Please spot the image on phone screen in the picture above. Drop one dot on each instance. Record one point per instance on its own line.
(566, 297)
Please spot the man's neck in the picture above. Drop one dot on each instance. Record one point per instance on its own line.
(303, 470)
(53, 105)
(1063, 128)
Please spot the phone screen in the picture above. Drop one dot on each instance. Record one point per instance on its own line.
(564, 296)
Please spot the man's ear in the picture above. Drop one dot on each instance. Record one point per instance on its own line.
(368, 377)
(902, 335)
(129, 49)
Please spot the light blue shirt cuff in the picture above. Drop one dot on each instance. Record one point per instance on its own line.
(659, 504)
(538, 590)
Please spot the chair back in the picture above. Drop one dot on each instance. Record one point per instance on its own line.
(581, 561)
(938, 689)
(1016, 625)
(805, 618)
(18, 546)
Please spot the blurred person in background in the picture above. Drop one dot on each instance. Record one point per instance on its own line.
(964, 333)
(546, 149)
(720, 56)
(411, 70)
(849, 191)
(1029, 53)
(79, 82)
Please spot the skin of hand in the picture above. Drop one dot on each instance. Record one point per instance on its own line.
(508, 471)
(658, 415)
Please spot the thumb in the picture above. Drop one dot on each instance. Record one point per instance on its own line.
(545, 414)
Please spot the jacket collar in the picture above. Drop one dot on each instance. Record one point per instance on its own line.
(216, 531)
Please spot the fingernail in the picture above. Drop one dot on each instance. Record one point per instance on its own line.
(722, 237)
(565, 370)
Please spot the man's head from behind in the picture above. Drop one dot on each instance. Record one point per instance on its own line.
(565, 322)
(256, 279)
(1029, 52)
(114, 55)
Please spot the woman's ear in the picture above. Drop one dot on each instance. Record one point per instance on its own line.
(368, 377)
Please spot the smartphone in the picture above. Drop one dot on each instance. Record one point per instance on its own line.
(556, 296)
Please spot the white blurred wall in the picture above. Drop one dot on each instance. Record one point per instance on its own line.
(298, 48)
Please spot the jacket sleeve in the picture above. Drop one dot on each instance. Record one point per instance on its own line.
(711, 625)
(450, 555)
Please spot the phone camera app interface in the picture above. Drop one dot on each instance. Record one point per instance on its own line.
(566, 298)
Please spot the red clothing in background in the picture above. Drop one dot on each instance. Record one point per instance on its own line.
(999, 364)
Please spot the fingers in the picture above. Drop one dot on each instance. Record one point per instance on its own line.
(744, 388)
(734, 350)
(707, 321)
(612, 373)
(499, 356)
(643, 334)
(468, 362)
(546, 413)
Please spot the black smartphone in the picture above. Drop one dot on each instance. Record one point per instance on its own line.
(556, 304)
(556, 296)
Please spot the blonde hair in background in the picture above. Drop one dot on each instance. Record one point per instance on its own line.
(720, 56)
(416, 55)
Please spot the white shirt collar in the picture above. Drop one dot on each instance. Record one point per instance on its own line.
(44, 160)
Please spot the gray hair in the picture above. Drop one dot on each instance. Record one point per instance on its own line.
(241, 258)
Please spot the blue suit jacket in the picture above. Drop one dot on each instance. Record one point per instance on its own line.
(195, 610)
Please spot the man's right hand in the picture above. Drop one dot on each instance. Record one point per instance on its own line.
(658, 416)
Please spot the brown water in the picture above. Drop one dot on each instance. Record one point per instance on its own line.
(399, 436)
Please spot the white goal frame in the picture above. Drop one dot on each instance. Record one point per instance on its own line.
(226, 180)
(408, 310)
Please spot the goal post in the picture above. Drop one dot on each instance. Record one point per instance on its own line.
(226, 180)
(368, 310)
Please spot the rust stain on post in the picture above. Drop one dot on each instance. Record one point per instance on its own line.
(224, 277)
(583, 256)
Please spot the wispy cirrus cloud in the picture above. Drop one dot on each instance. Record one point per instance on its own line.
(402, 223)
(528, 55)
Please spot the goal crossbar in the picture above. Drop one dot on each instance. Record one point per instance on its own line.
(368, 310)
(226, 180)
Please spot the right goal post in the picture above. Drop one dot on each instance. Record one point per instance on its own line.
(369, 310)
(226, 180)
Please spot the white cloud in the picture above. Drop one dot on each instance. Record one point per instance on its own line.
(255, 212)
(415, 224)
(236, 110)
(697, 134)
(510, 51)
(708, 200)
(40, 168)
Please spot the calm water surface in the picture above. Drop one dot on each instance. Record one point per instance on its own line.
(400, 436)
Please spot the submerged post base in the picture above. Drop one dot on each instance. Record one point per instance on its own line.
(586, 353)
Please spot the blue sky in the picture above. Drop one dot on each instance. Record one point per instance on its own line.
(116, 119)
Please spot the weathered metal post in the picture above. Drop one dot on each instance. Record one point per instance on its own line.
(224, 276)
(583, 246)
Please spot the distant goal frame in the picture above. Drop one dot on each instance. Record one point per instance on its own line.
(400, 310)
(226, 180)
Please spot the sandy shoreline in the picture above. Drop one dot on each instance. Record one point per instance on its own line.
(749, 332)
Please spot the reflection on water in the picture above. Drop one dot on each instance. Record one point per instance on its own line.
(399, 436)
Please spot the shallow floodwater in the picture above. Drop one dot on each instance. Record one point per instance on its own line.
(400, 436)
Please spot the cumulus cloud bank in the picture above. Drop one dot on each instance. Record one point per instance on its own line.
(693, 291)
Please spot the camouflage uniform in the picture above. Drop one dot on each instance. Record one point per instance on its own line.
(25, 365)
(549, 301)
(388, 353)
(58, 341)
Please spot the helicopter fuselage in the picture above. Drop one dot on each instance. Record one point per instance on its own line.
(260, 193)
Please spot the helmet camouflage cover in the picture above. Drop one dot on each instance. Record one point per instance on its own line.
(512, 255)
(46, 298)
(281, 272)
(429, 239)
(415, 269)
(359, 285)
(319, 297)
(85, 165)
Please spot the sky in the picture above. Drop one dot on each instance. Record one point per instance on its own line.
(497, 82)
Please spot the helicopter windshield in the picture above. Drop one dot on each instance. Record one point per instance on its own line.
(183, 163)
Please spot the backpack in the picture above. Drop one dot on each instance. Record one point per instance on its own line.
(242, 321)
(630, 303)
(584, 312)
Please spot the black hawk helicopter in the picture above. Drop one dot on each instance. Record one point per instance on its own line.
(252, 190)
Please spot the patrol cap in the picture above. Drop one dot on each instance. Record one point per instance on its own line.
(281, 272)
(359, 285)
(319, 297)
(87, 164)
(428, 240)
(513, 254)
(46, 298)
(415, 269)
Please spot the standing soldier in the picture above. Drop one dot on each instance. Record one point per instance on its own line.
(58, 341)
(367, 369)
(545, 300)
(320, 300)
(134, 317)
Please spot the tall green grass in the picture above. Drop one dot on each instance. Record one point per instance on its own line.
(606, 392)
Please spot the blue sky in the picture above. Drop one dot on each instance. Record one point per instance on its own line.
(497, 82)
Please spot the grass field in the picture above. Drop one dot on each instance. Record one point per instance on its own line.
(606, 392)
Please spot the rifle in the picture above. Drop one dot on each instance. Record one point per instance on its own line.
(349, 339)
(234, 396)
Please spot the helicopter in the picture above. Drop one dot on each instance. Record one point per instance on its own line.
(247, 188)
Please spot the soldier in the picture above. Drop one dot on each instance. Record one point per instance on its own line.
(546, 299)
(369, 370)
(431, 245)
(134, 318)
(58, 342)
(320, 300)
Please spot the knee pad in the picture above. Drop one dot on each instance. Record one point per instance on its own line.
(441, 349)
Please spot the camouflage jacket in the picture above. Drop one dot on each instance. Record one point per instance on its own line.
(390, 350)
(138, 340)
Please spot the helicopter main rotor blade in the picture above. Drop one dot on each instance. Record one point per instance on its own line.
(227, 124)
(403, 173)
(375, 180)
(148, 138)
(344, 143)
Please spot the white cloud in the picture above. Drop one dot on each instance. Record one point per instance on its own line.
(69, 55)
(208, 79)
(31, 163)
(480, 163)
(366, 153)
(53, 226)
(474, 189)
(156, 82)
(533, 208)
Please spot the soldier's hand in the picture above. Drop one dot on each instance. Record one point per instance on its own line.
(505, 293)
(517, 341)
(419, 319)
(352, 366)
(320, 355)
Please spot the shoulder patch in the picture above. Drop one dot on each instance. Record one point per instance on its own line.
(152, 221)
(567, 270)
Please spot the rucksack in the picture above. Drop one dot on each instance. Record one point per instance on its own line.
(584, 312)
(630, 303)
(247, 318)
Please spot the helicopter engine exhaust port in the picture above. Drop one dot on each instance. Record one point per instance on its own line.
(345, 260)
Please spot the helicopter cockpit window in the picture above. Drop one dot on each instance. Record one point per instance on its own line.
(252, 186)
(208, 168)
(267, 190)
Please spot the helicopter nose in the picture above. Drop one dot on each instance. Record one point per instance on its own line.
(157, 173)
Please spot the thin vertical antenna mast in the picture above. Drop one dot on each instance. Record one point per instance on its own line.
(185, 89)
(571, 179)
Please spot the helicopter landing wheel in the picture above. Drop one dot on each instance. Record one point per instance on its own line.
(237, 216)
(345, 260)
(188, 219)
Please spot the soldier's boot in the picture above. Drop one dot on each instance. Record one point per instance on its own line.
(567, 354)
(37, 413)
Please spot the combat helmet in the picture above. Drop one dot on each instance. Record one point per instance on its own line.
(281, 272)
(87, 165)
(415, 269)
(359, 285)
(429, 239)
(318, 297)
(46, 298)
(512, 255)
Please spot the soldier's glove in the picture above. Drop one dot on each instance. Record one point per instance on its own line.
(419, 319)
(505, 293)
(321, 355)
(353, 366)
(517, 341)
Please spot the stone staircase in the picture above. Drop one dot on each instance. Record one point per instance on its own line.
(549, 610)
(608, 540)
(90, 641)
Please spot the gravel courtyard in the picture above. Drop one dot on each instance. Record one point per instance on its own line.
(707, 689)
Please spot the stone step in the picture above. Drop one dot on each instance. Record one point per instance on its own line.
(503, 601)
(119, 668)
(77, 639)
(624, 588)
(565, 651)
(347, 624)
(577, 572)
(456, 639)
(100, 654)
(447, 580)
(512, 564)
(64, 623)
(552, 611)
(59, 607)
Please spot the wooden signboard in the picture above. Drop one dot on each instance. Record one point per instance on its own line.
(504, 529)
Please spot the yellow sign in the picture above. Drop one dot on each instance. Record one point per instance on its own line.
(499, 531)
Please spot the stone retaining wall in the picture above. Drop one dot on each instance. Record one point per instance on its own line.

----

**Required work**. In the records above, find the line containing "Please spot the gravel"; please retype it and every line after it through the last line, exactly and with nothing else.

**Correct output**.
Please spot the gravel courtyard in the picture above. Drop one dot on each instance. Record one point per instance on its own line.
(707, 689)
Please spot the stone step in the picture above. Drop one dot on each instance. Record one point per instance on its own line.
(503, 601)
(119, 668)
(77, 639)
(624, 588)
(565, 651)
(347, 624)
(577, 572)
(456, 639)
(100, 654)
(447, 580)
(512, 564)
(64, 623)
(552, 611)
(59, 607)
Please spot the wooden signboard in the picture above. Drop one dot on each instance. Record one point per instance on its own line.
(504, 529)
Please spot the yellow sign in the picture above. Drop one dot on each instance. Record one point per instance on its own line.
(499, 531)
Please spot the stone retaining wall in the picture above. Drop one dot on each instance. Record one point per instance on its own line.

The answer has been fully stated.